[DATA EXCERPTS Boundary: Start]

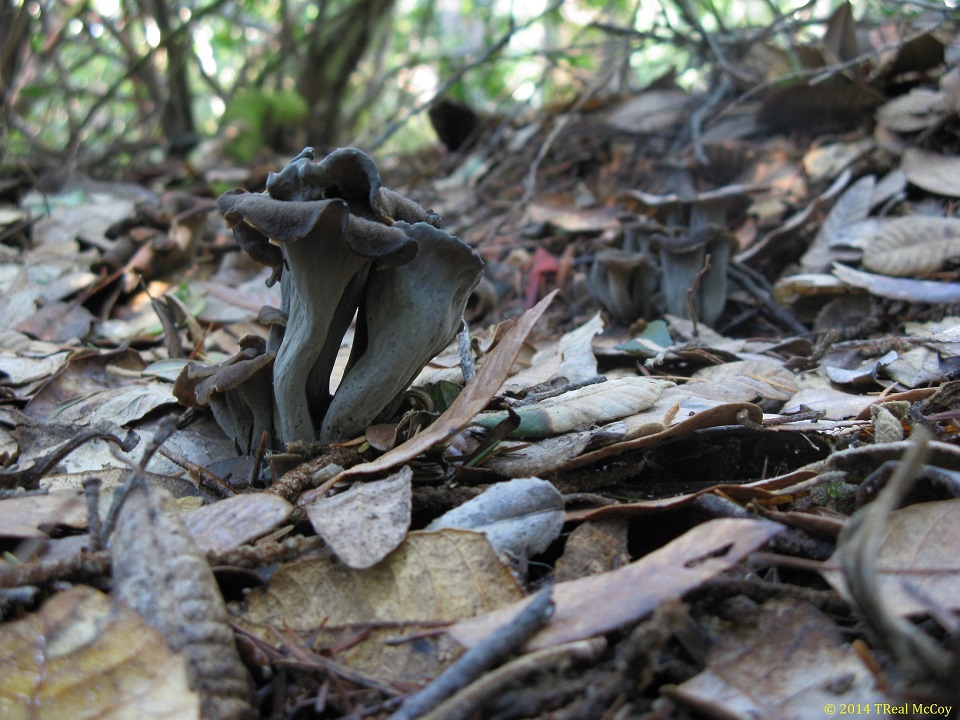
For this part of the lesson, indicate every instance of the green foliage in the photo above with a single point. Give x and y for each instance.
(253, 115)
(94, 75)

[DATA EXCERPTS Boundary: End]
[DATA EXCERPTS Boundary: Start]

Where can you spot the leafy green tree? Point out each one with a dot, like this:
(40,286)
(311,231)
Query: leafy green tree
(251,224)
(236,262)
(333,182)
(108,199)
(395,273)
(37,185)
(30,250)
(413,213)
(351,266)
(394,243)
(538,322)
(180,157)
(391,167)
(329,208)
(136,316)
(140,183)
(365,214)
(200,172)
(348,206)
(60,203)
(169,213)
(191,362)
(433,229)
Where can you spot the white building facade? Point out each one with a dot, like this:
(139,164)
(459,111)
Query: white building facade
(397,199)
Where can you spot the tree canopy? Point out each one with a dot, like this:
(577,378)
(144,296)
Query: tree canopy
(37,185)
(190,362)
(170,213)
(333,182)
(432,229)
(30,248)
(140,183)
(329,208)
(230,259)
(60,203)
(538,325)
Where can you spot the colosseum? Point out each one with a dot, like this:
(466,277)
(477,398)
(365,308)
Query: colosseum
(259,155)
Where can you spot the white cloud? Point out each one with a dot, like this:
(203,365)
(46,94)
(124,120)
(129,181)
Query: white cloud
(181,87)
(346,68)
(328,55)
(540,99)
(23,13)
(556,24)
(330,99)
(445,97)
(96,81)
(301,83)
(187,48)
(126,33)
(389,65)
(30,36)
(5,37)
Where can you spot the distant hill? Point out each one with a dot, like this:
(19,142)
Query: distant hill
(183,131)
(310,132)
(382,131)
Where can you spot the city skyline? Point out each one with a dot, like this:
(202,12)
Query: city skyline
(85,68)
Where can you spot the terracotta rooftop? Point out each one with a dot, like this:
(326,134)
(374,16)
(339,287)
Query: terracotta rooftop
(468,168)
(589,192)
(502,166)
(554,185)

[DATA EXCERPTS Boundary: End]
[DATA EXCERPTS Boundary: Start]

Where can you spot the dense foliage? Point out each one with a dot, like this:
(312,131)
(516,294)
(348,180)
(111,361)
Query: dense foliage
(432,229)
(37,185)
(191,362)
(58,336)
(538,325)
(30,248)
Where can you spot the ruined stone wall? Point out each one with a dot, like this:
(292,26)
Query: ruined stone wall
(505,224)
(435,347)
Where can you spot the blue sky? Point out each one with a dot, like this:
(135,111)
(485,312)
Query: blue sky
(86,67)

[DATA EXCERPTS Boundary: End]

— EXERCISE DETAILS —
Say how many lines in the entries above contain the string "Where". Give the number by itself.

— RESPONSE —
11